BEGIN Source records

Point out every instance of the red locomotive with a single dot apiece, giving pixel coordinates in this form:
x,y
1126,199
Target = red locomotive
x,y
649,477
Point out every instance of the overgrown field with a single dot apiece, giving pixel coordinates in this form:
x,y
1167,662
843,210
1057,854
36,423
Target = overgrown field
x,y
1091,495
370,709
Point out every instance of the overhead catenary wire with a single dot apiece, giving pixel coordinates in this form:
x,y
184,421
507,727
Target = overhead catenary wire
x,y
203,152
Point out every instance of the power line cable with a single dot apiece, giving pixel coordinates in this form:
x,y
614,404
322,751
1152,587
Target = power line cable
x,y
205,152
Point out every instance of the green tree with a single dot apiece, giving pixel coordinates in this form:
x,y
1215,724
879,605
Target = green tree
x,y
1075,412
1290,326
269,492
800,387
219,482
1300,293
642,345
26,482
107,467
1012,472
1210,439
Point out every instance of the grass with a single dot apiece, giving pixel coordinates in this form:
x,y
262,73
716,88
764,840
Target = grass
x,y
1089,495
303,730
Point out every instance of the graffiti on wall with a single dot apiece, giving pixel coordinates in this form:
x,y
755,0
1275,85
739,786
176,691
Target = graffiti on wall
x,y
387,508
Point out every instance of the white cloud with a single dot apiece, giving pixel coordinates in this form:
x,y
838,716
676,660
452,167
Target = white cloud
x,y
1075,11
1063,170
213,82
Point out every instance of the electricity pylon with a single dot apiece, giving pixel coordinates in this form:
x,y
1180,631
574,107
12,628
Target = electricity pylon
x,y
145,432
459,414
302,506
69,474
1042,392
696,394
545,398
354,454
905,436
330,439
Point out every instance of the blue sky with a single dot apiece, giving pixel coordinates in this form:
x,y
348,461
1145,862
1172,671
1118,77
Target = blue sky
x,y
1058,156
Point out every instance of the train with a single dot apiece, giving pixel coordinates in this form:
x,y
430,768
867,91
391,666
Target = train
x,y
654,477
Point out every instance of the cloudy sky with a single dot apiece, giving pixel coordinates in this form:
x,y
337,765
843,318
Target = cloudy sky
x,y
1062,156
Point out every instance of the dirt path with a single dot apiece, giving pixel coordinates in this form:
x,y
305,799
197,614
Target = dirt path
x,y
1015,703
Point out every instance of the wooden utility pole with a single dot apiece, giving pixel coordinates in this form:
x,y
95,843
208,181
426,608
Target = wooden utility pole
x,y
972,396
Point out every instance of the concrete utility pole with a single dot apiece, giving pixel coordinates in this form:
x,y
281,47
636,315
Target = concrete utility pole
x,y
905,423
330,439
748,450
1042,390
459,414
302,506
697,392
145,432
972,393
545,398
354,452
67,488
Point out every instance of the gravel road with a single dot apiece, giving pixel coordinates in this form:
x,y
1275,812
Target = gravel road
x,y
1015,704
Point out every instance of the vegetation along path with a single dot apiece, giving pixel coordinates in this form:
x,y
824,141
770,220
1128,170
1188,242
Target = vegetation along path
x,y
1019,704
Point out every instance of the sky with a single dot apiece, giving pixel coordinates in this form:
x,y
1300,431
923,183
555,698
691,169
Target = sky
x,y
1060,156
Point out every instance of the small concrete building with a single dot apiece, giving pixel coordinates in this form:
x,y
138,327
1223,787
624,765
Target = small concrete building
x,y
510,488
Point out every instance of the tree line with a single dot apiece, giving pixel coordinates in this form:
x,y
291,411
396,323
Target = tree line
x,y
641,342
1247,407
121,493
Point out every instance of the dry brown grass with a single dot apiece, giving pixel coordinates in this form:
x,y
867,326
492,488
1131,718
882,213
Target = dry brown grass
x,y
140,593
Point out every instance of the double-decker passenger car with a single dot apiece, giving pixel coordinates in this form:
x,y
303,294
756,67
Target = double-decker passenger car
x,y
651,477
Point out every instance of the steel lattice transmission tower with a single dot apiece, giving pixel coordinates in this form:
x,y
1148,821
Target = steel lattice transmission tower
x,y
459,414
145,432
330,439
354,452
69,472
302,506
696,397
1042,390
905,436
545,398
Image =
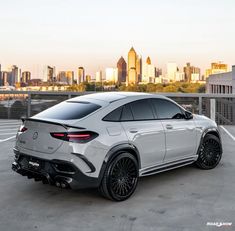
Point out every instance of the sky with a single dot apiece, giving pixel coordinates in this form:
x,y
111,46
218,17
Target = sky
x,y
95,33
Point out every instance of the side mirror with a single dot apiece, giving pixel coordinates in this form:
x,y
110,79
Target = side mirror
x,y
188,115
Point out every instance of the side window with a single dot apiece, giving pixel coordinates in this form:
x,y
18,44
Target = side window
x,y
141,110
126,113
114,116
165,109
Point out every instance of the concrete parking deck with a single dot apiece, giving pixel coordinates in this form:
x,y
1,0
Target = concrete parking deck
x,y
178,200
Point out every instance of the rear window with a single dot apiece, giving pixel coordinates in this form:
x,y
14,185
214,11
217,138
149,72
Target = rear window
x,y
69,110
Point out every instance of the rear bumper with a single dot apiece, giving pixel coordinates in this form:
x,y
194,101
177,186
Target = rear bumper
x,y
55,172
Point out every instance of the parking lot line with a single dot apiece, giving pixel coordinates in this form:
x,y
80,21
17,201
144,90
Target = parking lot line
x,y
228,133
9,138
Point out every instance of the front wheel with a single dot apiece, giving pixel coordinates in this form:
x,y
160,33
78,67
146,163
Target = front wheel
x,y
120,177
210,152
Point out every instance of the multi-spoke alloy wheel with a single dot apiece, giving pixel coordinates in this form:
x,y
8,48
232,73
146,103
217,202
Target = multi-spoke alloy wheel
x,y
210,152
120,178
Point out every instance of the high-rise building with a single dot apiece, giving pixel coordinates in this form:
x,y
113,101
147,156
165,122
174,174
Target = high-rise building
x,y
216,68
121,66
26,77
14,74
1,80
171,70
191,73
5,78
148,75
139,68
48,74
132,67
81,75
70,77
111,75
61,77
98,76
179,76
88,78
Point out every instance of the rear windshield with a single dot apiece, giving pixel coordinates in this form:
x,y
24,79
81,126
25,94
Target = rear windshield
x,y
68,110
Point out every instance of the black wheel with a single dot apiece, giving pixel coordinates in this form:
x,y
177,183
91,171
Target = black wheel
x,y
120,177
210,152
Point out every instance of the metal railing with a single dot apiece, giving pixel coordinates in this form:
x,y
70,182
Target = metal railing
x,y
17,104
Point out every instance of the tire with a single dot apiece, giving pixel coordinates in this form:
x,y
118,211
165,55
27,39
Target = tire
x,y
210,152
120,177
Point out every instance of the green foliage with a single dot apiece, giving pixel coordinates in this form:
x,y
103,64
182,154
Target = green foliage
x,y
169,87
183,87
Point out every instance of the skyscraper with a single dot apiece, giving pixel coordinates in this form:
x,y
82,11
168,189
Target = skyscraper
x,y
14,74
171,71
81,75
191,72
139,68
98,76
48,74
121,66
1,80
70,77
111,75
148,72
216,68
132,72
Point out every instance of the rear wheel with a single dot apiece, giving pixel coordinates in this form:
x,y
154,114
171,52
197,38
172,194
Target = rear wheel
x,y
210,152
120,177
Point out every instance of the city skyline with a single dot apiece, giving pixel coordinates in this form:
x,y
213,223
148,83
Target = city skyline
x,y
71,33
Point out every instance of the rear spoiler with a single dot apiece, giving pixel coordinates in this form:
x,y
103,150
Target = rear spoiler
x,y
66,126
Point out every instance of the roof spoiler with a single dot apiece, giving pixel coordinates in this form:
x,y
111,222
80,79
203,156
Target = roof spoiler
x,y
66,126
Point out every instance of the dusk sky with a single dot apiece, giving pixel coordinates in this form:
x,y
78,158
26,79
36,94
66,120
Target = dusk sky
x,y
94,34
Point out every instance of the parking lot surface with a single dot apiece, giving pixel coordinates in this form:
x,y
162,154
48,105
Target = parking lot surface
x,y
179,200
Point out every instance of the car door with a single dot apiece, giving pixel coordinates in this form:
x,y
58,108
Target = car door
x,y
180,132
144,131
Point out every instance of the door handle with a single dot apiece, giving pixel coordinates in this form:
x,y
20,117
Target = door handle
x,y
169,126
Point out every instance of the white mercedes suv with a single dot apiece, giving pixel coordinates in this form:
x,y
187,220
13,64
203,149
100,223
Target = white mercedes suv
x,y
109,140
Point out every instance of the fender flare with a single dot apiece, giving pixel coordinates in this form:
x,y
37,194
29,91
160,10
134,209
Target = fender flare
x,y
205,132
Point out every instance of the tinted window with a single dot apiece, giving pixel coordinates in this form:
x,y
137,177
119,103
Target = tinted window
x,y
142,110
126,113
68,110
165,109
114,115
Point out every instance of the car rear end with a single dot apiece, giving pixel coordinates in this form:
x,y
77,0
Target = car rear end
x,y
51,146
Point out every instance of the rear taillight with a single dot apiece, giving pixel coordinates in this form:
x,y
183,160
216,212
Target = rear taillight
x,y
76,137
23,128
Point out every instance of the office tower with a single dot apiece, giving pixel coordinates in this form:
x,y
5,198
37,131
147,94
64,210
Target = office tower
x,y
148,72
158,72
48,74
216,68
98,76
81,75
14,75
26,77
61,77
70,77
88,78
171,70
1,80
111,75
121,66
132,67
5,78
179,76
189,71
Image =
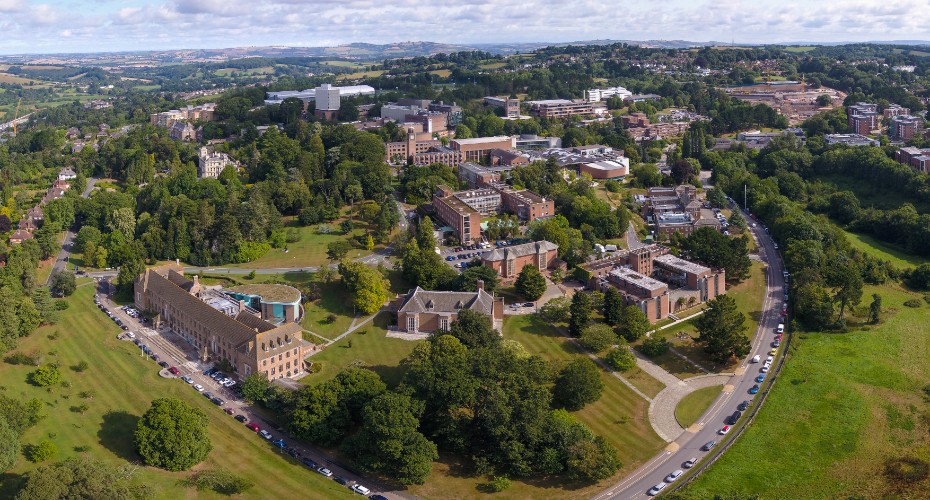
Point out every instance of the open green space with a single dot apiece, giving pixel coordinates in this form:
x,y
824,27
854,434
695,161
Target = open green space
x,y
884,251
695,404
368,346
123,385
620,416
843,408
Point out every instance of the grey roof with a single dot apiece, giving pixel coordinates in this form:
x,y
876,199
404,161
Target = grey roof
x,y
532,248
420,300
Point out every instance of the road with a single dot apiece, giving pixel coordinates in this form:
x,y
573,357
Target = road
x,y
61,261
736,390
172,349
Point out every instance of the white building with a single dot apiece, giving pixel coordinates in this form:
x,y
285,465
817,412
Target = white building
x,y
598,95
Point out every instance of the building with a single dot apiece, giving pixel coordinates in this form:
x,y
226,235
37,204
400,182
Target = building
x,y
510,106
277,303
905,127
563,108
210,164
219,326
477,149
508,262
425,311
598,95
853,140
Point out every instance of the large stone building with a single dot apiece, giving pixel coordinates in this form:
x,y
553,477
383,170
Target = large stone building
x,y
424,311
509,261
220,327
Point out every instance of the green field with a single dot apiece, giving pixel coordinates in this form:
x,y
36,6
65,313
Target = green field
x,y
125,384
842,407
620,416
369,347
883,251
695,404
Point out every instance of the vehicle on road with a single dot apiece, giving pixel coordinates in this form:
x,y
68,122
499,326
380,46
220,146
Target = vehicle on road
x,y
673,476
656,489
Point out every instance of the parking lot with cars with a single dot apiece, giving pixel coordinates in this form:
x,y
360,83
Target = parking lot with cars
x,y
178,359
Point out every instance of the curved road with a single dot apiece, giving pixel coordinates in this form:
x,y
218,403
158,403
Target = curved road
x,y
736,390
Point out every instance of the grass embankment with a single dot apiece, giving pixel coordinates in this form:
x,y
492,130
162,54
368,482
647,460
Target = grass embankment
x,y
124,384
843,407
695,404
620,416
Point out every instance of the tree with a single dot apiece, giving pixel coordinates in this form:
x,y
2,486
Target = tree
x,y
45,450
633,323
721,330
654,346
9,446
172,435
46,375
63,283
580,311
875,308
621,359
578,384
474,329
556,310
596,338
530,283
613,306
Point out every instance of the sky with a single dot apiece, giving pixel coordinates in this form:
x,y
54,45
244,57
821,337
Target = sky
x,y
50,26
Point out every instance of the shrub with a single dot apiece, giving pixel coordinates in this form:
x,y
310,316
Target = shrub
x,y
621,359
45,450
654,345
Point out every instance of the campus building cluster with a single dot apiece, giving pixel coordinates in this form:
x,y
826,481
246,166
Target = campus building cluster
x,y
657,282
227,325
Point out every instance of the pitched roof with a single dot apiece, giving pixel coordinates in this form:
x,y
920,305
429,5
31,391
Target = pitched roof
x,y
419,301
212,319
532,248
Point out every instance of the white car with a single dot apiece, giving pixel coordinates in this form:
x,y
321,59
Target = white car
x,y
673,476
656,489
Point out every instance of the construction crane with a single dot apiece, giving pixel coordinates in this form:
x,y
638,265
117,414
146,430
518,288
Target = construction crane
x,y
16,114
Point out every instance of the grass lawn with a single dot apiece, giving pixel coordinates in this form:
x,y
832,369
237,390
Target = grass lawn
x,y
125,384
844,405
370,347
619,416
695,404
884,251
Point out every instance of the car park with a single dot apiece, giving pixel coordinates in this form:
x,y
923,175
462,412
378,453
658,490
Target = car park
x,y
674,475
656,489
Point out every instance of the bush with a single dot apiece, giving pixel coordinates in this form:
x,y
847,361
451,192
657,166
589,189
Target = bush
x,y
621,359
46,376
45,450
654,345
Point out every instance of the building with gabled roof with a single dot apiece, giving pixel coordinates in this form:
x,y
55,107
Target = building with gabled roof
x,y
219,326
425,311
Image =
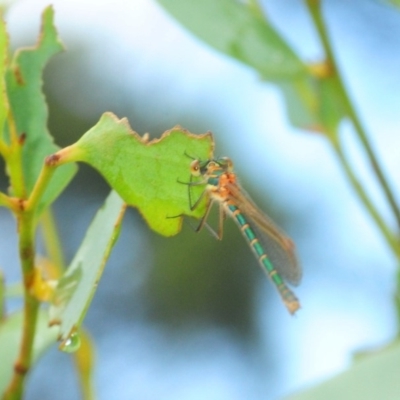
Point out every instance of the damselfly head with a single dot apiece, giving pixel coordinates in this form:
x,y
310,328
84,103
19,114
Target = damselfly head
x,y
226,163
195,168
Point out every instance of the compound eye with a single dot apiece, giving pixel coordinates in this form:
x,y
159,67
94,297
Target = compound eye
x,y
227,163
195,168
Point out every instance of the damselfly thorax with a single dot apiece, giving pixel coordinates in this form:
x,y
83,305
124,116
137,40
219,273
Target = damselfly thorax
x,y
274,250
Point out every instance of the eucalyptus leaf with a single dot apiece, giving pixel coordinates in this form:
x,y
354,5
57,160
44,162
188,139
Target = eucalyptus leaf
x,y
78,284
236,29
372,377
30,112
146,174
3,64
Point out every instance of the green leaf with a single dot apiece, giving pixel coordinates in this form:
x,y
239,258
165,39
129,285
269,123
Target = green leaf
x,y
145,174
77,286
3,64
10,338
236,30
372,377
313,103
29,109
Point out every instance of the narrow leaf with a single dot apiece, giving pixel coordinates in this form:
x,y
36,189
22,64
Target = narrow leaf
x,y
237,30
29,109
3,64
372,377
313,103
77,286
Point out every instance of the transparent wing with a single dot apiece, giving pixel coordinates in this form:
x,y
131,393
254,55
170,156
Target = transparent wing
x,y
279,247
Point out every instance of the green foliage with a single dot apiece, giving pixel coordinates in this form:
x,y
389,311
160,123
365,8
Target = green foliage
x,y
372,377
234,29
78,284
145,174
316,99
242,32
29,110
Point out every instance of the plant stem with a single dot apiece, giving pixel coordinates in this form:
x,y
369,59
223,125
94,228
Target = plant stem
x,y
13,158
386,232
314,7
40,186
31,306
52,240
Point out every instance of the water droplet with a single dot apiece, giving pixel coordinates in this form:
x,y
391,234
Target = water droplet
x,y
71,343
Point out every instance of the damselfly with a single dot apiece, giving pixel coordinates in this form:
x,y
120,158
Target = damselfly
x,y
274,250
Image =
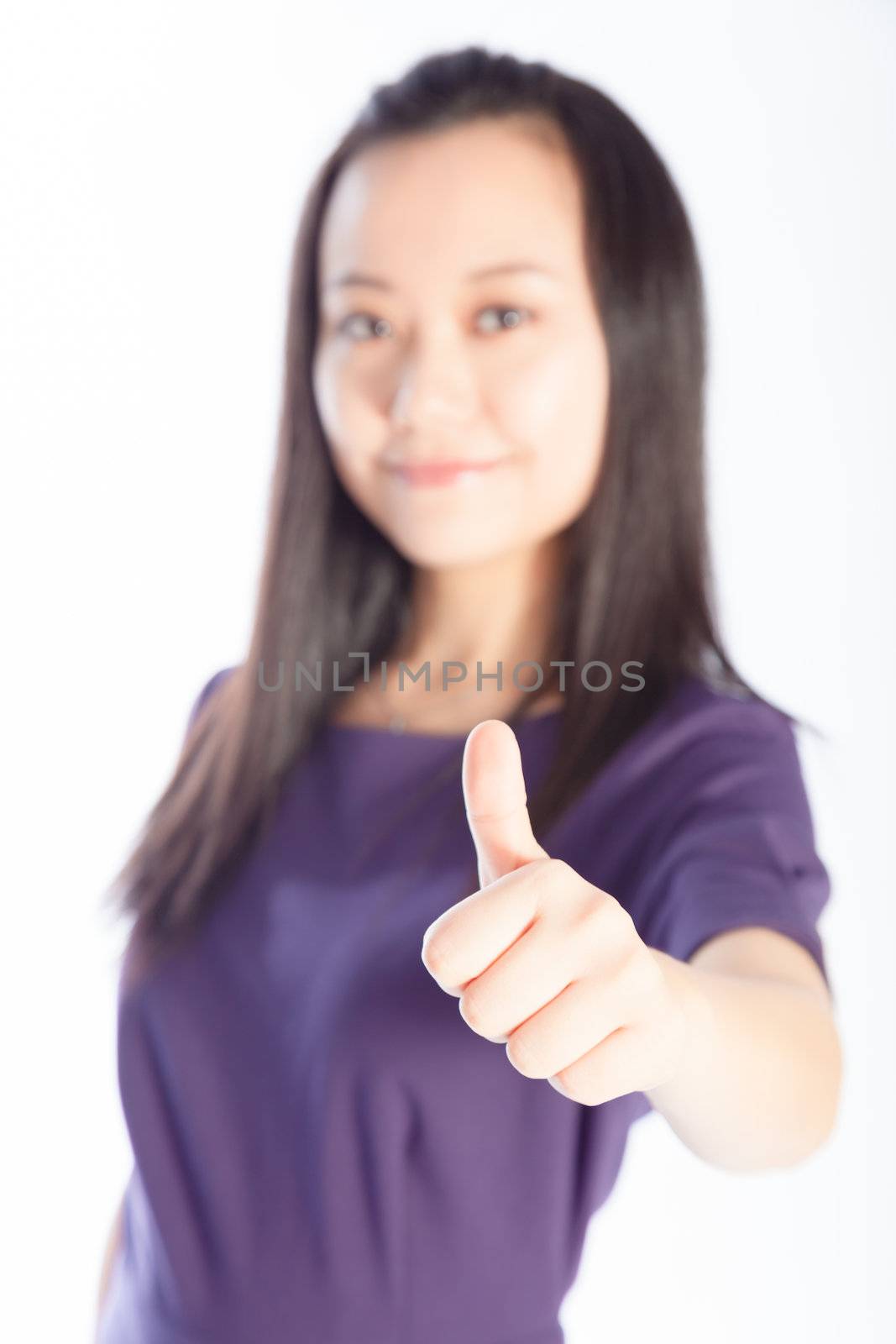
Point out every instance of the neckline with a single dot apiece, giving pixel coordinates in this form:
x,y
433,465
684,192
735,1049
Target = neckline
x,y
380,732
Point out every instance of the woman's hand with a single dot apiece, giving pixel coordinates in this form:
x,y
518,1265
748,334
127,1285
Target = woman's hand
x,y
546,961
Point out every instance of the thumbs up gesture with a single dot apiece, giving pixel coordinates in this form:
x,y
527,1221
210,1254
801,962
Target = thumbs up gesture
x,y
543,960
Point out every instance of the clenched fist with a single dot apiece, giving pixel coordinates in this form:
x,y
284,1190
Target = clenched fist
x,y
543,960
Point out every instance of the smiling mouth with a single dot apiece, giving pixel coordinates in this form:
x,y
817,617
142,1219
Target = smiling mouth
x,y
443,474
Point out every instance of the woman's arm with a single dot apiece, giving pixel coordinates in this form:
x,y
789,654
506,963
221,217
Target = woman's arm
x,y
113,1247
762,1074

END Source records

Your goal: What are the lines from the one with "Point out every instance of the woman's hand" through the last line of the records above? Quote them exactly and add nothing.

Right answer:
Point out every instance of the woman's hand with a single dot apiece, giving pixel coordinates in this form:
x,y
518,1265
748,334
127,1285
Target = woman's hand
x,y
546,961
Point out every instance of the thumbs up gesture with a single dot apiece, giving pixel coordinates in this form:
x,y
527,1221
210,1254
801,962
Target = thumbs up gesture
x,y
543,960
Point out every instance of the clenched fist with a single dot apiece, giving pixel coordinates in this form:
x,y
284,1190
Target = clenched fist
x,y
543,960
Point out every instance of the smiling mouth with a single dot apiece, giving pixel coordinates in this form:
x,y
817,617
142,1219
Target = smiling mouth
x,y
443,474
Point out every instance of the woman's arm with a single dot apiece, giving pixel coordinates in this form:
x,y
789,654
506,963
221,217
Target = woman's arm
x,y
113,1247
762,1074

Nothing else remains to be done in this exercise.